_TASK DIRECTIONS_
The data is to be set down once more, exactly as it reads.

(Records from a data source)
□ □ □ □ □ □ □

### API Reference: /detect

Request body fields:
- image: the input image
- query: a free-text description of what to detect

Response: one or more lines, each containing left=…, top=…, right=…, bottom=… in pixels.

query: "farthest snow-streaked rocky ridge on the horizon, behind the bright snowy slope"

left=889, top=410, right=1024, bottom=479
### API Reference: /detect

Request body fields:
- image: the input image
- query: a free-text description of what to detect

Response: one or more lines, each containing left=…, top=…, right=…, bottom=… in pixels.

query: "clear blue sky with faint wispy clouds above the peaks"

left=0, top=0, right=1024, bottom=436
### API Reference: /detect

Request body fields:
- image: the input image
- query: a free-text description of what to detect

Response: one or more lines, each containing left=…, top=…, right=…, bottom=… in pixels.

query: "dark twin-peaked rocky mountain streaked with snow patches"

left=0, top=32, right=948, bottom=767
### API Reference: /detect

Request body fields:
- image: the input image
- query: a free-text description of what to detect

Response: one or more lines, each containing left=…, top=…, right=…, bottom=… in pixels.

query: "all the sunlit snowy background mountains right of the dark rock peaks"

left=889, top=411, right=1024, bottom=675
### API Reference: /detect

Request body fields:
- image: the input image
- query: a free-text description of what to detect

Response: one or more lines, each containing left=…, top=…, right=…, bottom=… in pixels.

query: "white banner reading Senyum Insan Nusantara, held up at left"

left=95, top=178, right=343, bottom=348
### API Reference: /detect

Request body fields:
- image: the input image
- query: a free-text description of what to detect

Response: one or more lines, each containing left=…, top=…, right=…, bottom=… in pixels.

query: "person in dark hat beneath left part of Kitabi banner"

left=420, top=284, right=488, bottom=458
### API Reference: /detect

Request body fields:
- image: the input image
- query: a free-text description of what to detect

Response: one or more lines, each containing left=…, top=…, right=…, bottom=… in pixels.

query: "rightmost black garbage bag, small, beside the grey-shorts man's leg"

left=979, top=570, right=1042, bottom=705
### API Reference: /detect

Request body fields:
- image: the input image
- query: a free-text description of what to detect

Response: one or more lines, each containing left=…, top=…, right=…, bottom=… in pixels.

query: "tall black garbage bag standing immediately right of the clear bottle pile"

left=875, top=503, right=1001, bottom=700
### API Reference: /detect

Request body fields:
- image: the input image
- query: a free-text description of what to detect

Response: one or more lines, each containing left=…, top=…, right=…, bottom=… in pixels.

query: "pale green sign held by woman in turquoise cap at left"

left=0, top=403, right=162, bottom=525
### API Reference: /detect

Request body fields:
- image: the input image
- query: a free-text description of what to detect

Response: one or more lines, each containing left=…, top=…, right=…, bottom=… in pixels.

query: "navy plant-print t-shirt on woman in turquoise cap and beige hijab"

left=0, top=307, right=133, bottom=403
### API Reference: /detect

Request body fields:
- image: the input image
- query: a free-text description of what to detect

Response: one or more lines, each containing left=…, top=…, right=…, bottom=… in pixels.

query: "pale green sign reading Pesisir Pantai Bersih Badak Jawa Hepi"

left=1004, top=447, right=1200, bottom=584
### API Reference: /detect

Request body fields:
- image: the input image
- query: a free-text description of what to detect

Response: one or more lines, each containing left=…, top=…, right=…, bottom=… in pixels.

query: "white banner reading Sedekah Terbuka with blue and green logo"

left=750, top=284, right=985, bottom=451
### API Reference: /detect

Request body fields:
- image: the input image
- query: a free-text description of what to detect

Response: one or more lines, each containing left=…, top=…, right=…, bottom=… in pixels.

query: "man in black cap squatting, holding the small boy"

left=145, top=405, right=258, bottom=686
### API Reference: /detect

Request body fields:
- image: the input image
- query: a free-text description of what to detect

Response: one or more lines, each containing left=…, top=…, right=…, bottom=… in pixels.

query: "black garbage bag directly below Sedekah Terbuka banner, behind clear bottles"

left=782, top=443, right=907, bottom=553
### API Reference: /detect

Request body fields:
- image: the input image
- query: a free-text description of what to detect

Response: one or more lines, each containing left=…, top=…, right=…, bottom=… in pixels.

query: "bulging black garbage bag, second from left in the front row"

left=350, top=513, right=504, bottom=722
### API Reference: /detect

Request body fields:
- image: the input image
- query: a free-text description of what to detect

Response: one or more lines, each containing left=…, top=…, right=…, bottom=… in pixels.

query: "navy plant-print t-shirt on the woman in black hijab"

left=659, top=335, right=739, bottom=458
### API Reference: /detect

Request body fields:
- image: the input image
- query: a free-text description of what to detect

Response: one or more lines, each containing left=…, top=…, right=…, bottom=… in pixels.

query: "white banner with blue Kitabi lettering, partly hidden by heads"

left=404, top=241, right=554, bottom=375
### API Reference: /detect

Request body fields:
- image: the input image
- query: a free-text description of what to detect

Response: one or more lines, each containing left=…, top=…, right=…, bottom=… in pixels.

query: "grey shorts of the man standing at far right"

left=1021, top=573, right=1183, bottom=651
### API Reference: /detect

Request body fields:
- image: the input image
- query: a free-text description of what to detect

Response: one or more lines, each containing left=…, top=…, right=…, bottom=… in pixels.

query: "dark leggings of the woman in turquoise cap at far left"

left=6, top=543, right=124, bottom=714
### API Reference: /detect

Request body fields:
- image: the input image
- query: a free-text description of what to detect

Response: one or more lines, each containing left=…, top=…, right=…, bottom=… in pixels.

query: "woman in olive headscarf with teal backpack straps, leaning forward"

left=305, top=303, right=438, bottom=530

□ □ □ □ □ □ □

_FINISHED EXERCISE_
### API Reference: /detect

Request body fields:
- image: the input image
- query: a free-text description of what to detect

Response: one or more lines, each containing left=…, top=…, right=…, bottom=… in pixels.

query: "farthest snow-streaked rocky ridge on the horizon, behind the bright snowy slope"

left=889, top=410, right=1024, bottom=479
### API Reference: /detect

Request body fields:
- image: the input image
- query: a free-text description of what to detect

Response: one or more lines, each containing left=…, top=…, right=…, bottom=… in pixels.

query: "clear blue sky with faint wispy clouds above the peaks"

left=0, top=0, right=1024, bottom=436
### API Reference: /detect

Request body fields:
- image: the input image
- query: a free-text description of what to detect

Response: one or more lines, each containing left=…, top=…, right=…, bottom=… in pixels.

query: "dark twin-peaked rocky mountain streaked with snow patches"

left=0, top=32, right=948, bottom=767
### API Reference: /detect

Request body fields:
- image: the input image
- query: a free-text description of what to detect

Response: one or more lines, each containing left=…, top=…, right=…, bottom=… in pixels.

query: "all the sunlit snowy background mountains right of the dark rock peaks"

left=889, top=411, right=1024, bottom=675
### API Reference: /detect

Request body fields:
- image: the input image
- query: a free-text description of what to detect

Response: one or more lines, each containing left=…, top=…, right=…, bottom=… in pixels.

query: "white banner reading Senyum Insan Nusantara, held up at left"

left=95, top=178, right=343, bottom=348
### API Reference: /detect

Request body fields:
- image: the input image
- query: a free-text description of what to detect

Response: one or more lines, each containing left=…, top=…, right=…, bottom=… in pixels.

query: "person in dark hat beneath left part of Kitabi banner"

left=420, top=284, right=488, bottom=458
### API Reference: /detect

Request body fields:
- image: the input image
- query: a free-text description of what to detect

Response: one or more lines, each containing left=…, top=…, right=…, bottom=… in pixels.

query: "rightmost black garbage bag, small, beside the grey-shorts man's leg"

left=979, top=570, right=1042, bottom=705
### API Reference: /detect

Request body fields:
- image: the input image
- query: a free-text description of what to detect

Response: one or more lines, each containing left=…, top=…, right=…, bottom=… in pixels.

query: "tall black garbage bag standing immediately right of the clear bottle pile"

left=875, top=503, right=1001, bottom=700
### API Reference: /detect

Request body fields:
- image: the input image
- query: a free-text description of what to detect

Response: one or more lines, each containing left=…, top=…, right=…, bottom=… in pixels.

query: "pale green sign held by woman in turquoise cap at left"

left=0, top=403, right=162, bottom=525
### API Reference: /detect

Request body fields:
- image: the input image
- query: a free-text description of what to detect

Response: one or more lines, each containing left=…, top=…, right=…, bottom=… in pixels.

query: "navy plant-print t-shirt on woman in turquoise cap and beige hijab"

left=0, top=307, right=133, bottom=403
### API Reference: /detect

Request body fields:
- image: the input image
- query: a free-text description of what to detect

Response: one or more lines, each containing left=…, top=…, right=…, bottom=… in pixels.

query: "pale green sign reading Pesisir Pantai Bersih Badak Jawa Hepi"

left=1004, top=447, right=1200, bottom=584
### API Reference: /detect

Request body fields:
- image: the input image
- query: a free-text description of what to detect

Response: one or more lines, each containing left=…, top=…, right=…, bottom=… in pixels.

query: "white banner reading Sedekah Terbuka with blue and green logo"

left=750, top=284, right=985, bottom=451
### API Reference: /detect

Request body fields:
- image: the input image
- query: a free-text description of what to detect

Response: one or more lines, each containing left=…, top=…, right=…, bottom=… in pixels.

query: "man in black cap squatting, holding the small boy"

left=145, top=405, right=258, bottom=686
### API Reference: /detect

Request body fields:
- image: the input image
- query: a free-text description of what to detect

Response: one or more lines, each containing left=…, top=…, right=…, bottom=… in pixels.

query: "black garbage bag directly below Sedekah Terbuka banner, behind clear bottles"

left=782, top=443, right=907, bottom=553
### API Reference: /detect

Request body fields:
- image: the input image
- query: a free-text description of what to detect

Response: one or more lines, each containing left=…, top=…, right=…, bottom=… in pixels.

query: "bulging black garbage bag, second from left in the front row"

left=350, top=513, right=504, bottom=722
### API Reference: /detect

Request body fields:
- image: the input image
- query: a free-text description of what to detect

Response: one or more lines, each containing left=…, top=…, right=…, bottom=… in pixels.

query: "navy plant-print t-shirt on the woman in black hijab"

left=659, top=335, right=739, bottom=458
### API Reference: /detect

Request body fields:
- image: the input image
- query: a free-text description of what to detect

Response: one or more lines, each containing left=…, top=…, right=…, bottom=… in pixels.

query: "white banner with blue Kitabi lettering, partly hidden by heads"

left=404, top=241, right=554, bottom=375
### API Reference: /detect

Request body fields:
- image: the input image
- query: a free-text description of what to detect

Response: one or more lines, each containing left=…, top=…, right=…, bottom=… in pixels.

query: "grey shorts of the man standing at far right"

left=1021, top=573, right=1183, bottom=651
### API Reference: /detect

Request body fields:
- image: the input image
- query: a free-text description of what to detect

Response: one or more lines, each containing left=…, top=…, right=…, bottom=… in pixels.

query: "dark leggings of the woman in turquoise cap at far left"

left=6, top=543, right=124, bottom=714
### API Reference: /detect

Request body fields:
- image: the input image
- query: a free-text description of what to detect

Response: one or more lines, each containing left=…, top=…, right=…, bottom=… in pixels.

query: "woman in olive headscarf with teal backpack straps, leaning forward"

left=305, top=303, right=438, bottom=530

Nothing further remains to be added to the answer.